**Extrait source**

■ ■ ■ ■ ■ ■ ■

MA DÉPORTATION EN ALLEMAGNE

MON ARRESTATION EN BELGIQUE

Le Général Von Falkenhausen

Le 06 mars 1942, le Général Von Falkenhausen prit une ordonnance en vue d'assurer la réquisition des ouvriers pour travailler sur le territoire du Reich, cette ordonnance dans un premier temps visait tant les chômeurs que les travailleurs déjà embauchés, ils pouvaient être appelés à titre de service de travail obligatoire pour l'exécution de certains travaux.

La presse collaboratrice chercha à présenter cette décision très mal perçue par l'opinion publique qui n'avait pas oublié la déportation obligatoire en Allemagne décrétée en 1917 comme une mesure qui s'appliquait essentiellement aux nombreuses personnes vivant du marché noir et qu'il était impossible de punir de peines de prison faute de place.

Les secrétaires généraux qui représentaient l'administration belge compromise avec l'ennemi protestèrent auprès des autorités militaires, elles s'engagèrent à n'user que modérément des pouvoirs que leur conférait l'ordonnance du 6 mars.

Six mois plus tard, les mesures prisent par l'autorité militaire Allemande se durcirent, les hommes célibataires ou non, de 18 à 50 ans et les femmes célibataires de 21 à 35 ans pouvaient pour des travaux ciblés, être envoyés dans les territoires du Reich.

C'était l'instauration de la déportation des travailleurs, les “kommandanturs” déterminèrent les travaux à exécuter et les personnes qui y étaient astreintes.

Le problème majeur des Allemands était de renforcer leur potentiel de guerre, en septembre 1943, ils décidèrent de limiter l'obligation de travail dans le Reich aux jeunes Belges nés entre 1920 et 1921. un certain nombre d'exemptions furent prévue pour les ecclésiastiques, les mineurs, les gendarmes, les policiers et les étudiants.

Par la suite, les jeunes nés en 1922,1923 et 1924 furent appelés à la Werbestelle (bureau de recrutement local) qui leur délivrait un certificat d'exemption ou les envoyait au travail, pour le dernier trimestre de 1942, cinquante mille Belges furent recrutés pour travailler au bénéfice du Reich, le nombre ne cessa de croître.

Refuser de partir, c'était s'exposer à des représailles et la répression mise en place par les Allemands fut féroce, un moyen radical utilisé dans la lutte contre les réfractaires fut la suppression pure et simple des timbres de ravitaillement qui leur étaient alloués.

Les membres de la famille du réfractaire pouvaient être mis au travail obligatoire en cas de désobéissance et ceux qui apportaient leur aide aux réfractaires étaient également poursuivis, l'autorité militaire allemande conseilla à la Werbestelle de porter l'affaire devant les conseils de guerre, et ce, afin d'intimider la population.

C'est dans ce climat particulièrement difficile que je reçus ma lettre de convocation par la Werbestelle datée du 22 mai 1943, je n'ai pas répondu à cette convocation et à partir de ce moment là, je suis rentré de plain-pied dans la clandestinité, dans ces moments difficiles je n'ai pas trouvé une personne qui aurait pût me cacher.

■ ■ ■ ■ ■ ■ ■

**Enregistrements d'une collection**
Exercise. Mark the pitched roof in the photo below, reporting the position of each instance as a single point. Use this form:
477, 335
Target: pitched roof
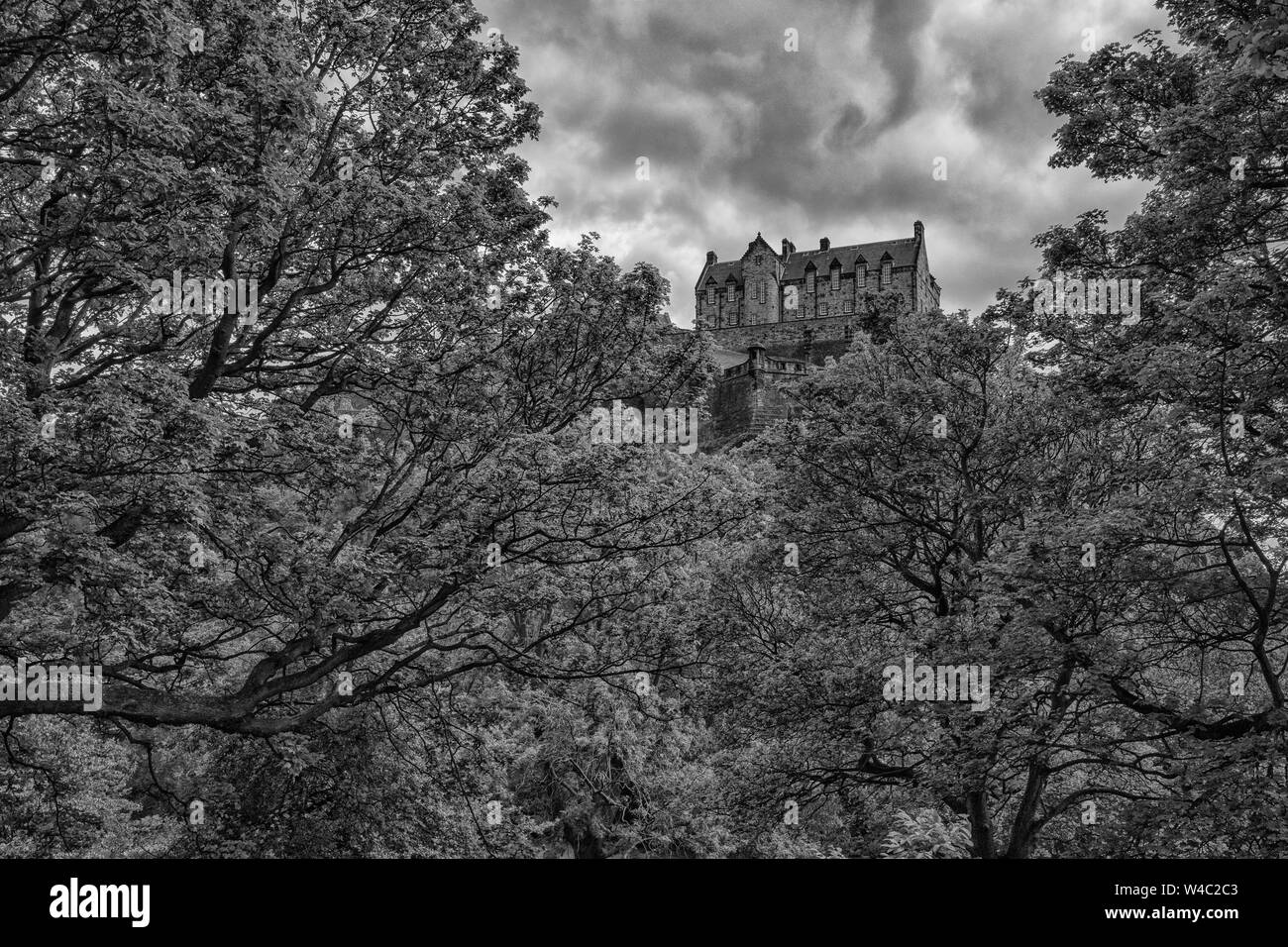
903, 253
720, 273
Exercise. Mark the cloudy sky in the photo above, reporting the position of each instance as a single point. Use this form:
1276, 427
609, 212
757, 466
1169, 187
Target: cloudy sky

■ ■ ■ ■ ■ ■ ■

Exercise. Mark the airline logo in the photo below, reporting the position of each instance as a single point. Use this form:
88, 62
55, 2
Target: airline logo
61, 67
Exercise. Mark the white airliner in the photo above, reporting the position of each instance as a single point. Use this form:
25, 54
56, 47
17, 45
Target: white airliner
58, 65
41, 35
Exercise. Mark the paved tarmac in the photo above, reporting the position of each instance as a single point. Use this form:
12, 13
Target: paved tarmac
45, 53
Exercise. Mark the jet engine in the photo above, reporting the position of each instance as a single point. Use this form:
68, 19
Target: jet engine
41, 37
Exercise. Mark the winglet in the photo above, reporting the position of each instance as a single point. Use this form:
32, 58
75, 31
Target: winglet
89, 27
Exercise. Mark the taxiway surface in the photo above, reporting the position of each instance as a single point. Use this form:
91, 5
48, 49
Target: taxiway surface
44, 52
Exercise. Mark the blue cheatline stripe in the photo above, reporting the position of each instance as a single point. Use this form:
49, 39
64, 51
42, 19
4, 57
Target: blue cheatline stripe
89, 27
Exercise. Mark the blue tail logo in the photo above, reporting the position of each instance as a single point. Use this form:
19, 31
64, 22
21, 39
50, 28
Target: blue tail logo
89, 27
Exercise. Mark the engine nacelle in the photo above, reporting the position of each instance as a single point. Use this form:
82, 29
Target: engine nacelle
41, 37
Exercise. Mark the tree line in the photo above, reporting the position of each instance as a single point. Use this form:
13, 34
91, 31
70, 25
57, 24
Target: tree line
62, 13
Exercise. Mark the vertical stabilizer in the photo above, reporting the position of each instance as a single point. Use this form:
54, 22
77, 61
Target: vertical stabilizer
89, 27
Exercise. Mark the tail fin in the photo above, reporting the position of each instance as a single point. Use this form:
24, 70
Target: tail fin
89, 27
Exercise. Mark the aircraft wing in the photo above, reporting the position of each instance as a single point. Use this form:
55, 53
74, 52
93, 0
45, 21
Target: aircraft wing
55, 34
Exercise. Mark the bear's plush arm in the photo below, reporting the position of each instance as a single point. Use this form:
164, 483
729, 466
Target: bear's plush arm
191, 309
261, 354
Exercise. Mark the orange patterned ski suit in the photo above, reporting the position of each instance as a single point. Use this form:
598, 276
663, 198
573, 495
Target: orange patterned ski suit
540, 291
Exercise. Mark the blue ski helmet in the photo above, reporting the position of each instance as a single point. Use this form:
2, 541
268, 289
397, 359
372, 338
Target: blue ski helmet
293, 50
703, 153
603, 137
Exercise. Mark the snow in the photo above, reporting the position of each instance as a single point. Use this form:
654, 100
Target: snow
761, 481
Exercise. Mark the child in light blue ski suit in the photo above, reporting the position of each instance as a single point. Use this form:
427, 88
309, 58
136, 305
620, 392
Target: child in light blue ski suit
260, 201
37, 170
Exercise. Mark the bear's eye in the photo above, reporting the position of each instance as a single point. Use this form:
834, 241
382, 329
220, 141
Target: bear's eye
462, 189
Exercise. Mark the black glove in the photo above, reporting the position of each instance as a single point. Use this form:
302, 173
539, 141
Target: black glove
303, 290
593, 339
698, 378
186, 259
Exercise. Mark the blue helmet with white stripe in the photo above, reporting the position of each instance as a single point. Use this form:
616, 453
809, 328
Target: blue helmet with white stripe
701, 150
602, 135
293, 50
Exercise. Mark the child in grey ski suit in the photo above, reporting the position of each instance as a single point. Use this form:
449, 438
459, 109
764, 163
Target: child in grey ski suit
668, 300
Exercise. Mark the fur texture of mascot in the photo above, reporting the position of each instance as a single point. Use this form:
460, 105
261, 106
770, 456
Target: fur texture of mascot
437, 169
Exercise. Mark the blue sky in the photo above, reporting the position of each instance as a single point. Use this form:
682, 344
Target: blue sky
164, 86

■ ■ ■ ■ ■ ■ ■

**Consignes**
1. Traduisez en anglais la phrase suivante de l'extrait sur la déportation en Allemagne : « C'était l'instauration de la déportation des travailleurs, les “kommandanturs” déterminèrent les travaux à exécuter et les personnes qui y étaient astreintes. »
2. D'après l'extrait sur la déportation en Allemagne, à quelle date le Général Von Falkenhausen prit-il son ordonnance sur la réquisition des ouvriers ?
3. Poursuivez le récit de la déportation en Allemagne à partir de la dernière phrase de l'extrait.

**Réponses**
1. This marked the introduction of the deportation of workers; the "kommandanturs" determined the work to be carried out and the people who were obliged to do it.

2. Le 6 mars 1942.

3.
Je reçus rapidement une deuxième lettre de convocation suivie peu de temps après par une troisième de la police allemande, j'ai finalement été arrêté à mon domicile le 24 juin 1943 et conduit en automobile à la Werbestelle, le jour même je me suis retrouvé à la gare de Schaerbeeck.

MA DÉPORTATION ET MON PREMIER CAMP

Le train était composé de plusieurs wagons fermés sous la surveillance de sentinelles lourdement armées, en fin de soirée, le convoi traversa Aix-la-Chapelle et c'est finalement après une journée et une nuit de voyage que le train s'est arrêté dans un camp de triage à Rehbrücke près de Berlin.

Ce voyage a été particulièrement éprouvant en raison de la promiscuité, de l'impression d'étouffement, de la peur de l'inconnu et surtout nous n'avions pas reçu de nourriture ni une quelconque boisson pendant le voyage, le camp de triage de Rehbrücke était composé de baraquements en bois, nous y logions les uns sur les autres, les lits étaient superposés, sans matelas ni couvertures, ces chambrées étaient toujours bondées.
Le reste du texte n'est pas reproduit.